### Exercise input
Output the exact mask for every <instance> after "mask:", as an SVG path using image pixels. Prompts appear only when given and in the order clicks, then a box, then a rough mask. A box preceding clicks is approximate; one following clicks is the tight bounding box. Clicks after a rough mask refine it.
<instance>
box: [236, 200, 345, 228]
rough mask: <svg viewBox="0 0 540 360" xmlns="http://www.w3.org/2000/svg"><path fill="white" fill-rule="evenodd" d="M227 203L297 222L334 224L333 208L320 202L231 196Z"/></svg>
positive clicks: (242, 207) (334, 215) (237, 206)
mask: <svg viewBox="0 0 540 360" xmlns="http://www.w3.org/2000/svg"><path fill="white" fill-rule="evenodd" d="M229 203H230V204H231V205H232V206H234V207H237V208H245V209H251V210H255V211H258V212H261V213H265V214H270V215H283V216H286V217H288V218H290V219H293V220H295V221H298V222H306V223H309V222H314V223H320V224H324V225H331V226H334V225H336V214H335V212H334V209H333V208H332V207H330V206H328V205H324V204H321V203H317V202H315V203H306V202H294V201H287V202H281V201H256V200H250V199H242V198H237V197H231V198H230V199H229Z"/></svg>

### Exercise
Reproduce the records above exactly, starting with the line that contains "box: [236, 200, 345, 228]" and ending with the last line.

### Answer section
box: [236, 200, 345, 228]
rough mask: <svg viewBox="0 0 540 360" xmlns="http://www.w3.org/2000/svg"><path fill="white" fill-rule="evenodd" d="M227 203L297 222L334 224L333 208L320 202L231 196Z"/></svg>
positive clicks: (242, 207) (334, 215) (237, 206)
mask: <svg viewBox="0 0 540 360" xmlns="http://www.w3.org/2000/svg"><path fill="white" fill-rule="evenodd" d="M229 203H230V204H231V205H232V206H234V207H237V208H245V209H251V210H255V211H258V212H261V213H265V214H270V215H283V216H286V217H288V218H290V219H293V220H295V221H298V222H306V223H309V222H314V223H320V224H324V225H331V226H334V225H336V214H335V212H334V209H333V208H332V207H330V206H328V205H324V204H321V203H317V202H315V203H306V202H294V201H287V202H281V201H256V200H250V199H242V198H237V197H231V198H230V199H229Z"/></svg>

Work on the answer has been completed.